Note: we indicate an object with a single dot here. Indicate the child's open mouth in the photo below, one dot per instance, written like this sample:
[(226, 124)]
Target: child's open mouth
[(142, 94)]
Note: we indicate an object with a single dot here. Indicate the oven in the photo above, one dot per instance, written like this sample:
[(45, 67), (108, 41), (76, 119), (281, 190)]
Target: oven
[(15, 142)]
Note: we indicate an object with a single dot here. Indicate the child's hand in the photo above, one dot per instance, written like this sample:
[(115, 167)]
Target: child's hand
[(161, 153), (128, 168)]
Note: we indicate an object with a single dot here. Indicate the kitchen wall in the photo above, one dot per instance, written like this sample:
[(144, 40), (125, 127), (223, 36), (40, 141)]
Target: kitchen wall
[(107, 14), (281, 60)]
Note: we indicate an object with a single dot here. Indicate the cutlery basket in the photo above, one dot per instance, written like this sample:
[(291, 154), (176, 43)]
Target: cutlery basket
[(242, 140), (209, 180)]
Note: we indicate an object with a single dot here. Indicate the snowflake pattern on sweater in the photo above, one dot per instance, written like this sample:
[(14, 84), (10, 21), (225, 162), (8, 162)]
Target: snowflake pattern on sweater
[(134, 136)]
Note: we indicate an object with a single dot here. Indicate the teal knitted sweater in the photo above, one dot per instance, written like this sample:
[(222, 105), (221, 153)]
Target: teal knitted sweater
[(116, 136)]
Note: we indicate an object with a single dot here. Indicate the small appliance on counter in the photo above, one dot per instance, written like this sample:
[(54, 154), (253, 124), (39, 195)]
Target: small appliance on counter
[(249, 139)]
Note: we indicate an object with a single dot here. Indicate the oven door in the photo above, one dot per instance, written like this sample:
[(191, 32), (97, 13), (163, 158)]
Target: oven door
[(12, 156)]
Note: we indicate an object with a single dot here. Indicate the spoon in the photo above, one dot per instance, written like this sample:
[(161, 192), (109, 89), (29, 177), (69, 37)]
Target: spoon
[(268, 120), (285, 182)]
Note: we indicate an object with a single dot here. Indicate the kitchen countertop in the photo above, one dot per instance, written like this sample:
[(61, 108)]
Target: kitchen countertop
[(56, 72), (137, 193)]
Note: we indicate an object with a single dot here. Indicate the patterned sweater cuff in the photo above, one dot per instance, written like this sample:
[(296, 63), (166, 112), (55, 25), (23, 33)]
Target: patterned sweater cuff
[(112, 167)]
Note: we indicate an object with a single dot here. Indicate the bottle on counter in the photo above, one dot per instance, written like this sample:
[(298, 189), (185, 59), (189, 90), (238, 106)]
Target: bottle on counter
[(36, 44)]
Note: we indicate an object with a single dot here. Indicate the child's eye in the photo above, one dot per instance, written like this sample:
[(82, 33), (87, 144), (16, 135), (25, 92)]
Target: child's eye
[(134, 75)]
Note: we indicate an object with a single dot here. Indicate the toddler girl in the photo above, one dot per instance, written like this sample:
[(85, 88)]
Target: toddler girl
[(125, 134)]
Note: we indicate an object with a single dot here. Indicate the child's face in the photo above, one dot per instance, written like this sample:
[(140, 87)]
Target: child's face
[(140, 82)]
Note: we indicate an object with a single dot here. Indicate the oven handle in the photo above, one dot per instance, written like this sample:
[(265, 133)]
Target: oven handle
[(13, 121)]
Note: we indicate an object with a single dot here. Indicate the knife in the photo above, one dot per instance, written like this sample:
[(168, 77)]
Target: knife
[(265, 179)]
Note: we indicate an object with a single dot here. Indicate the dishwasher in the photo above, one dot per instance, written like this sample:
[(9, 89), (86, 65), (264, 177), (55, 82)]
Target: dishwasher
——————————
## Request
Set out every line of the entries above as a Markdown table with two columns, Row for the row number and Line for the line itself, and omit any blank lines.

## Result
| Row | Line |
|---|---|
| 1 | Note: we indicate an object with a single dot here. Indicate the child's open mouth in the photo below, one dot per instance, written like this sample: |
| 2 | [(226, 124)] |
| 3 | Target: child's open mouth |
| 4 | [(142, 94)] |
| 5 | Note: we indicate an object with a single dot here. Indicate the oven in the photo above, one dot per instance, written like this sample: |
| 6 | [(45, 67), (108, 41), (76, 119), (281, 190)] |
| 7 | Target: oven |
| 8 | [(15, 142)] |
| 9 | Note: we indicate an object with a single dot here. Indicate the child's hand in the photo above, one dot per instance, written like this sample: |
| 10 | [(115, 167)] |
| 11 | Target: child's hand |
| 12 | [(161, 153), (128, 168)] |
| 13 | Note: we indicate an object with a single dot here. Indicate the kitchen wall in the photo above, one dot per instance, written like this sample: |
| 14 | [(144, 40), (125, 127), (223, 36), (40, 141)] |
| 15 | Target: kitchen wall |
| 16 | [(107, 14), (281, 60)] |
| 17 | Note: we indicate an object with a single dot here. Indicate the cutlery basket in the photo above, one dot per instance, written like this sample: |
| 18 | [(291, 154), (176, 43)] |
| 19 | Target: cutlery basket |
| 20 | [(242, 140), (209, 180)] |
| 21 | Note: we indicate an object with a single dot here. Indicate the snowflake pattern on sweater in the photo above, one dot per instance, written like this sample: |
| 22 | [(14, 84), (10, 21), (225, 162), (8, 162)] |
| 23 | Target: snowflake pattern on sweater |
| 24 | [(134, 136)] |
| 25 | Note: we indicate an object with a single dot here. Indicate the teal knitted sweater in the photo above, one dot per instance, written like this sample: |
| 26 | [(222, 105), (221, 153)] |
| 27 | Target: teal knitted sweater |
| 28 | [(116, 136)] |
| 29 | Note: we indicate an object with a single dot here. Indicate the small appliance on counter in the photo above, one dot per instance, written like this sample: |
| 30 | [(54, 154), (253, 124), (39, 195)] |
| 31 | Target: small appliance on counter |
| 32 | [(249, 139)] |
| 33 | Note: we indicate an object with a single dot here. Indicate the oven door in the photo above, one dot per instance, written like this sample: |
| 34 | [(191, 32), (97, 13), (163, 158)] |
| 35 | Target: oven door |
| 36 | [(12, 156)] |
| 37 | Note: we indicate an object with a single dot here. Indicate the spoon in the photo above, one dot per instance, written like this sample: |
| 38 | [(161, 192), (109, 89), (29, 177), (69, 37)] |
| 39 | Target: spoon |
| 40 | [(268, 120), (285, 182)] |
| 41 | Note: we indicate an object with a single dot here. Indicate the kitchen countertop in the photo above, one dot per instance, written like this sample: |
| 42 | [(61, 108)] |
| 43 | Target: kitchen countertop |
| 44 | [(56, 72), (137, 193)] |
| 45 | Note: we indicate an object with a single dot here. Indicate the patterned sweater cuff in the photo above, one dot per instance, written like this sample: |
| 46 | [(296, 63), (166, 112), (55, 25), (23, 33)] |
| 47 | Target: patterned sweater cuff |
| 48 | [(112, 167)] |
| 49 | Note: we indicate an object with a single dot here. Indicate the bottle on counter in the photo above, one dot per instance, written like this sample: |
| 50 | [(298, 189), (185, 59), (189, 90), (238, 106)] |
| 51 | Target: bottle on counter |
| 52 | [(36, 44)] |
| 53 | Note: we indicate an object with a single dot here. Indicate the child's eye in the photo above, one dot per instance, written like this sample: |
| 54 | [(82, 33), (87, 144), (16, 135), (25, 92)] |
| 55 | Target: child's eye |
| 56 | [(134, 75)] |
| 57 | Note: we indicate an object with a single dot here. Indicate the toddler girl in the photo above, one dot per instance, written like this sample: |
| 58 | [(85, 88)] |
| 59 | Target: toddler girl |
| 60 | [(125, 134)] |
| 61 | Note: we indicate an object with a single dot here. Indicate the child's face in the photo above, one dot per instance, written like this sample: |
| 62 | [(140, 87)] |
| 63 | Target: child's face |
| 64 | [(140, 82)] |
| 65 | Note: we indicate an object with a single dot here. Indicate the oven handle in the photo above, one dot per instance, written like this sample: |
| 66 | [(265, 133)] |
| 67 | Target: oven handle |
| 68 | [(13, 121)] |
| 69 | Note: we indicate an object with a single dot here. Indicate the knife in the photo above, one dot per instance, written like this sample: |
| 70 | [(168, 77)] |
| 71 | Target: knife |
| 72 | [(265, 179)] |
| 73 | Note: we indicate an object with a single dot here. Indicate the dishwasher in the photo above, one dot per instance, written like this sample: |
| 74 | [(9, 89), (86, 65), (264, 177), (55, 82)] |
| 75 | Target: dishwasher |